The task:
Every line below containing the word "mark" should be found and copied.

Top of The data

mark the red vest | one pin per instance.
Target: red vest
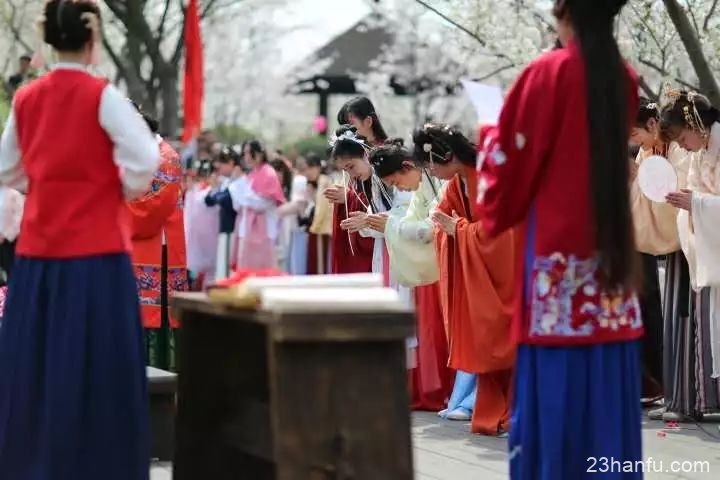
(75, 205)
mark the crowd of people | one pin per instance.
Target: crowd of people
(528, 251)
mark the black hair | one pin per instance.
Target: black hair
(256, 147)
(347, 148)
(362, 107)
(281, 167)
(608, 80)
(64, 27)
(680, 114)
(152, 123)
(390, 158)
(633, 151)
(444, 142)
(647, 110)
(228, 155)
(313, 160)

Bottom of The data

Problem solution:
mark the red vest | one pin per instance.
mark the crowd of people | one pin per instance.
mark the black hair | one pin per instance.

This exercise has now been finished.